═══ Input data
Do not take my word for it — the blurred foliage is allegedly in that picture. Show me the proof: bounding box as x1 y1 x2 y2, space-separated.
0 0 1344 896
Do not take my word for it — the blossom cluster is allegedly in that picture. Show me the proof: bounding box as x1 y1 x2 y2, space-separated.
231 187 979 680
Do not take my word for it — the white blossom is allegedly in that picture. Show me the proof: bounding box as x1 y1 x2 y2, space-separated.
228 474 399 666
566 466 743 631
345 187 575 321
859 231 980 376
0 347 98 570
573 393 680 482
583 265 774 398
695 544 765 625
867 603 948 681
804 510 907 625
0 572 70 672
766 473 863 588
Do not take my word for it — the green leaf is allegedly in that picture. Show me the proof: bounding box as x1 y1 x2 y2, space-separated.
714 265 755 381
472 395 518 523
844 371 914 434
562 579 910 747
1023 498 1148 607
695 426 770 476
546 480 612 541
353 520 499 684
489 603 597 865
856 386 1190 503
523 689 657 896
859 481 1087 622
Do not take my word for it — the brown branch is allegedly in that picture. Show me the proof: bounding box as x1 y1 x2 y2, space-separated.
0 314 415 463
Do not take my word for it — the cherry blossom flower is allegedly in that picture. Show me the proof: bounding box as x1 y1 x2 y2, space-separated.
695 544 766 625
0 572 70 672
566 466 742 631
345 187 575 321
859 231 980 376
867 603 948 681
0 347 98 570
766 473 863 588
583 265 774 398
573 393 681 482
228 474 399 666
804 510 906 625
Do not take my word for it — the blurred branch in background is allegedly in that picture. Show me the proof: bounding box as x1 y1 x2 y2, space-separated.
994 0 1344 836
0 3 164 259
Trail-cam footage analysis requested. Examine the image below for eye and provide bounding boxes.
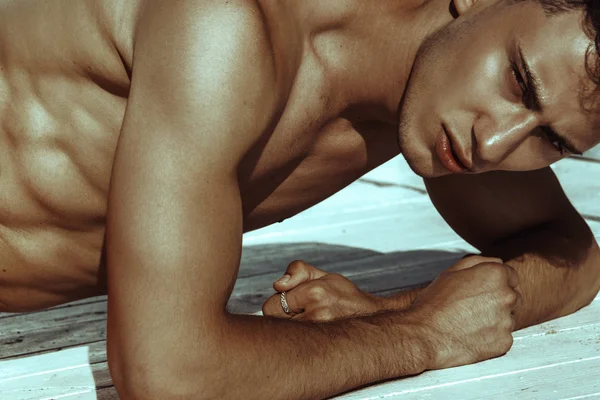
[510,61,527,99]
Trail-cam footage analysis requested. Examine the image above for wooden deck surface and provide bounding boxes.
[0,152,600,400]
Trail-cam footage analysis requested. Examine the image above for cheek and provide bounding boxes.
[497,136,563,171]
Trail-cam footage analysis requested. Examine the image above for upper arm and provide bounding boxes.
[106,1,276,390]
[425,168,582,250]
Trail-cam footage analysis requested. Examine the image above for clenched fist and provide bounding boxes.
[263,261,380,322]
[407,256,520,369]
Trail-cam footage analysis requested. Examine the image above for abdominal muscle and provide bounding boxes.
[0,86,394,311]
[0,3,396,312]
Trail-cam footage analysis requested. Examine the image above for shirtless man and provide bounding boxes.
[0,0,600,400]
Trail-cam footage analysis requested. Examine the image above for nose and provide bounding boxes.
[473,108,540,166]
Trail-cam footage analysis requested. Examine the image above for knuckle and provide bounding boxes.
[287,260,306,272]
[307,285,327,302]
[485,263,507,283]
[504,290,519,307]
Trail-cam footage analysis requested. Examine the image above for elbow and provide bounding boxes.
[108,342,223,400]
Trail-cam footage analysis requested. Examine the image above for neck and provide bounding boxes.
[295,0,453,124]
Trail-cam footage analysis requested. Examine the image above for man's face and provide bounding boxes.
[399,0,600,177]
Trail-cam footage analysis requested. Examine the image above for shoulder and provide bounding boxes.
[129,0,283,153]
[133,0,275,93]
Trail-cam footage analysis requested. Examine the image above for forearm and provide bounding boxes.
[372,284,427,311]
[158,313,429,399]
[483,220,600,330]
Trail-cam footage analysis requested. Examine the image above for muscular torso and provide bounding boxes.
[0,0,397,311]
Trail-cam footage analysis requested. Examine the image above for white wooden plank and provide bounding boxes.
[0,346,96,400]
[339,296,600,400]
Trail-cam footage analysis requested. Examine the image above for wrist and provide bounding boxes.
[386,311,436,376]
[372,288,423,311]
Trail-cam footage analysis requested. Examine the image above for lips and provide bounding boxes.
[435,129,469,174]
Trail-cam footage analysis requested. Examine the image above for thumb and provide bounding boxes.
[448,255,503,271]
[273,260,327,292]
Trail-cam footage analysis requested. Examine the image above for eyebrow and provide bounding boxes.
[517,43,583,155]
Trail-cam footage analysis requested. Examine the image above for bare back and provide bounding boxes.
[0,0,396,311]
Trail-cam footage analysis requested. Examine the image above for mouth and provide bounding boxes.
[435,125,470,174]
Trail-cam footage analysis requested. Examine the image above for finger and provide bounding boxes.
[503,264,519,289]
[263,292,304,319]
[279,289,304,316]
[262,293,292,319]
[273,260,327,292]
[448,255,502,271]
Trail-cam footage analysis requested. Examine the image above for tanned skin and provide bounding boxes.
[0,0,600,399]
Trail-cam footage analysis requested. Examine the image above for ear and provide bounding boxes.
[450,0,479,17]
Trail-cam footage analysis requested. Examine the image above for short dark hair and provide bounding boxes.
[534,0,600,103]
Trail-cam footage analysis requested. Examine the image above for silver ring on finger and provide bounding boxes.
[279,292,296,315]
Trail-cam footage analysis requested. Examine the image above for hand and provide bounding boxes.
[407,256,520,369]
[263,261,379,322]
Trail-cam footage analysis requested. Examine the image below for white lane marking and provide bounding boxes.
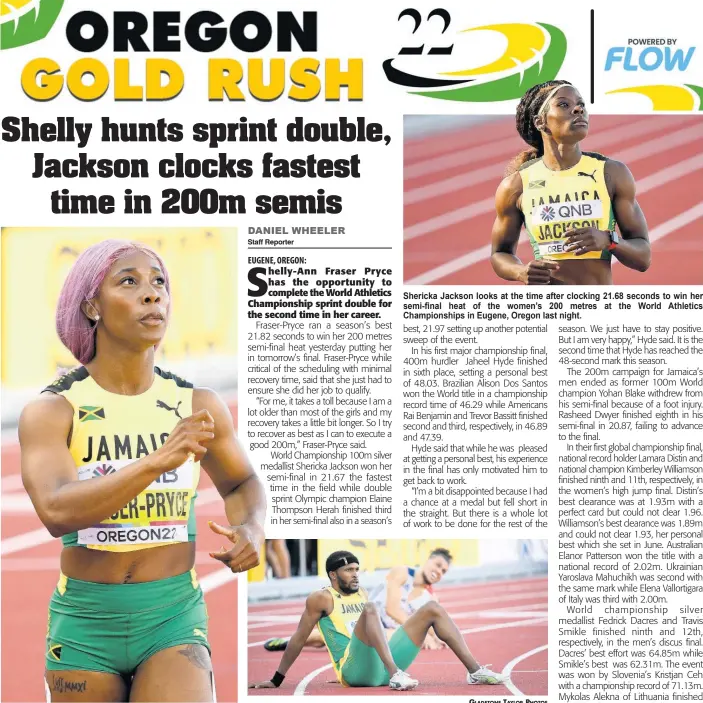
[0,532,55,556]
[403,146,703,245]
[502,644,549,696]
[613,203,703,264]
[0,474,24,493]
[461,618,547,635]
[403,118,691,180]
[403,124,703,205]
[247,617,547,652]
[405,160,703,286]
[292,664,332,696]
[476,603,548,618]
[2,551,236,573]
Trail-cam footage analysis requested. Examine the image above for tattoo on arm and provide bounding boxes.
[178,644,212,671]
[603,161,615,200]
[51,676,88,693]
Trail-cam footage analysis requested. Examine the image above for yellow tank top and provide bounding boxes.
[44,367,200,552]
[519,152,615,260]
[317,586,368,676]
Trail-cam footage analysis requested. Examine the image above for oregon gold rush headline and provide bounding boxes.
[21,10,363,102]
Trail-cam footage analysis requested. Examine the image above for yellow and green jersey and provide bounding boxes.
[317,586,368,676]
[45,367,200,552]
[518,152,615,260]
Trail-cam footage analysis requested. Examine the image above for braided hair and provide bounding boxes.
[505,81,571,176]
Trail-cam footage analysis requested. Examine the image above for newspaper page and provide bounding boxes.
[0,0,703,703]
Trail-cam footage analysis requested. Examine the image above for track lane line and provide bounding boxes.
[403,116,693,180]
[403,123,703,206]
[501,644,549,697]
[405,166,703,286]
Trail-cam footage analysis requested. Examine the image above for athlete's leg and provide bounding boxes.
[44,669,128,703]
[354,603,398,676]
[129,644,214,703]
[266,539,290,579]
[403,601,481,674]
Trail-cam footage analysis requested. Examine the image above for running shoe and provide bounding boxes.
[388,669,419,691]
[264,637,289,652]
[466,666,508,684]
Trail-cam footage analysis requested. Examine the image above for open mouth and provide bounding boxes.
[139,312,164,327]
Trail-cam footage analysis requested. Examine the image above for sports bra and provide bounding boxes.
[518,152,615,260]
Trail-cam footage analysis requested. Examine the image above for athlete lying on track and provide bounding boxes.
[263,547,452,652]
[250,552,506,691]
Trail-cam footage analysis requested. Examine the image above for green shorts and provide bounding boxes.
[46,570,210,676]
[338,627,420,686]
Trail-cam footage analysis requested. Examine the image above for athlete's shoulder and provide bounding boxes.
[19,393,73,444]
[154,366,193,388]
[305,588,334,615]
[603,159,636,197]
[583,151,612,161]
[516,156,542,173]
[42,366,90,395]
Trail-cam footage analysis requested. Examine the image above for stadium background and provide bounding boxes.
[0,228,242,701]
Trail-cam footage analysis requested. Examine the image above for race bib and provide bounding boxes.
[78,459,196,546]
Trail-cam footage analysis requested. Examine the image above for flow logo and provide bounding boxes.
[606,83,703,112]
[605,39,696,71]
[0,0,63,49]
[383,8,566,102]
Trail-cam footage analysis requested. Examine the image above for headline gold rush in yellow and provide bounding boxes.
[22,57,364,102]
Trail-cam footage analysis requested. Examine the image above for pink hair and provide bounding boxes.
[56,239,171,364]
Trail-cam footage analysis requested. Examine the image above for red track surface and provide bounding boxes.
[404,115,703,285]
[0,407,237,701]
[248,578,547,696]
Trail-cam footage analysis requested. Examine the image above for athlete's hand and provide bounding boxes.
[152,410,215,473]
[208,522,263,574]
[249,681,276,688]
[519,259,559,286]
[564,227,610,256]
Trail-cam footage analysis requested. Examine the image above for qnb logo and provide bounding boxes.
[606,83,703,112]
[0,0,63,49]
[605,46,696,71]
[541,205,556,222]
[536,200,602,222]
[383,8,566,102]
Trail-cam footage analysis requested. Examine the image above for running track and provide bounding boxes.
[404,115,703,285]
[0,406,242,702]
[248,578,547,696]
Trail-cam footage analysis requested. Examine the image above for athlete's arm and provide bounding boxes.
[564,159,651,271]
[249,591,334,688]
[386,566,408,625]
[491,173,559,285]
[19,393,213,537]
[605,160,652,271]
[193,388,266,572]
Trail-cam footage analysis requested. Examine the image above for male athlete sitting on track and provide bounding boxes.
[264,547,452,652]
[250,552,505,691]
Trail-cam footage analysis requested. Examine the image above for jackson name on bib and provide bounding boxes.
[519,152,615,260]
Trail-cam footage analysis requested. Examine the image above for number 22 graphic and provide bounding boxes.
[398,7,454,56]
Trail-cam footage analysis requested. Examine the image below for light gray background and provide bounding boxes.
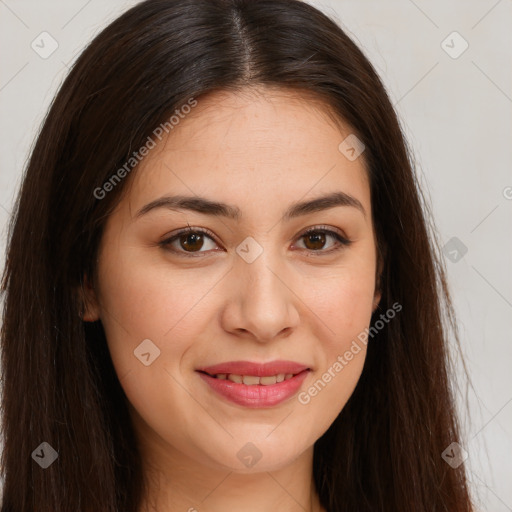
[0,0,512,512]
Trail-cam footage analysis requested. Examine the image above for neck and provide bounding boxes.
[132,412,325,512]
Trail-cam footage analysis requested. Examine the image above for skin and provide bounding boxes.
[84,88,380,512]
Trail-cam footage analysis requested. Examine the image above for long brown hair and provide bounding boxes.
[1,0,472,512]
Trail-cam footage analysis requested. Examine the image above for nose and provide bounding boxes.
[222,246,300,343]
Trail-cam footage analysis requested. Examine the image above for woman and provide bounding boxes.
[2,0,473,512]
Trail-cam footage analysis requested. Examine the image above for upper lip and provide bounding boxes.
[197,360,310,377]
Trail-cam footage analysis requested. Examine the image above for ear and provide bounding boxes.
[372,244,384,312]
[80,275,100,322]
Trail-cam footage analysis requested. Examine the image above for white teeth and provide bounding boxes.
[215,373,293,386]
[242,375,260,386]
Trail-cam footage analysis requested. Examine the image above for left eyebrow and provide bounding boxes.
[135,192,366,221]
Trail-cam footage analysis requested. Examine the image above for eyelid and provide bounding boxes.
[158,225,353,258]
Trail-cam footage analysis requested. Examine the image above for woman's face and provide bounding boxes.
[84,89,380,472]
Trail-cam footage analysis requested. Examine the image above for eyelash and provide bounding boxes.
[158,226,352,258]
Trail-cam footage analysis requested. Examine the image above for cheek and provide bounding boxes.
[99,250,222,375]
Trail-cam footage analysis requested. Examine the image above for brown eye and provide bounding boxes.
[160,228,217,256]
[294,227,352,256]
[304,231,326,251]
[179,233,204,252]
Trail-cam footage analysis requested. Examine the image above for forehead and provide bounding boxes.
[128,88,371,222]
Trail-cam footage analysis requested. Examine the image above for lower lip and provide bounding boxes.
[199,370,309,408]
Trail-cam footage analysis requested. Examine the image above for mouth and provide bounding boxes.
[199,371,300,386]
[196,361,311,408]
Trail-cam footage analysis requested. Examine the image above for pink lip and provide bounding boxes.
[197,361,310,408]
[197,360,309,377]
[199,370,309,408]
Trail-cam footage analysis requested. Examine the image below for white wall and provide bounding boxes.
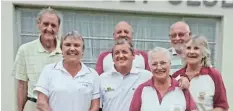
══════
- [Set problem]: Rewrite the material starting at the line containing "woman and provide bounding boxes." and ending after the line containing "[197,360,310,377]", with "upper lip" swapped for "top lip" and nothing else altered.

- [Complete output]:
Trail-cam footage analysis requested. Examine the image above for woman and provide bounding boxes.
[2,0,473,512]
Trail-cam footage analysis requested. Examine the image above for top lip and provide bounding boxes.
[197,360,310,377]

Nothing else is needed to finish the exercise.